Below are entries; count each line that holds the word "village" and report the number without any other words.

• Saved entries:
※

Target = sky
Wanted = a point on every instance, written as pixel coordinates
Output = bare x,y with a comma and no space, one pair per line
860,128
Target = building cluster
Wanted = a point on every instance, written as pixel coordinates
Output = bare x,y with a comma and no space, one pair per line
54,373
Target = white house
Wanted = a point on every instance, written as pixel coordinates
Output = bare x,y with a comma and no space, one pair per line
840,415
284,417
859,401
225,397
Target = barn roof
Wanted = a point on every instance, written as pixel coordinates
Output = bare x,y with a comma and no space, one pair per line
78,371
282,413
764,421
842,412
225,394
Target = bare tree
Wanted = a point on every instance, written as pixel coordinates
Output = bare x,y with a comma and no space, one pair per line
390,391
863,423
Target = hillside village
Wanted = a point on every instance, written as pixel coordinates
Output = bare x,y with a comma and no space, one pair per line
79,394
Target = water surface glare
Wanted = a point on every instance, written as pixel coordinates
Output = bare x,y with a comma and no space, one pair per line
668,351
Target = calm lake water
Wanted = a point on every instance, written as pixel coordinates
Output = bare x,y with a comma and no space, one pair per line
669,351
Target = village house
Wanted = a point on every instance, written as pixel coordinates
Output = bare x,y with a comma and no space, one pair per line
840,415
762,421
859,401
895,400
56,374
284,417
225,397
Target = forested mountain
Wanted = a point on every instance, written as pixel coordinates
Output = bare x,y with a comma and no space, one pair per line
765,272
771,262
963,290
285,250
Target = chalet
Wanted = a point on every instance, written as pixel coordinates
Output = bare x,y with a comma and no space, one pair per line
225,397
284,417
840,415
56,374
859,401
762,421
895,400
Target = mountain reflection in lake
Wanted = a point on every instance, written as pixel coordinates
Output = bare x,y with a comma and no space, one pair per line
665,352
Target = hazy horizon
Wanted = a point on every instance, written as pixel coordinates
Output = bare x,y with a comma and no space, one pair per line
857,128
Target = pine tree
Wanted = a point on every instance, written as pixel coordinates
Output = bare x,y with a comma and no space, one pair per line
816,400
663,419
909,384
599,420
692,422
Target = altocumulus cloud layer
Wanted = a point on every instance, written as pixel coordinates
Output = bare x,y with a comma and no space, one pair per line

※

• Exercise response: 2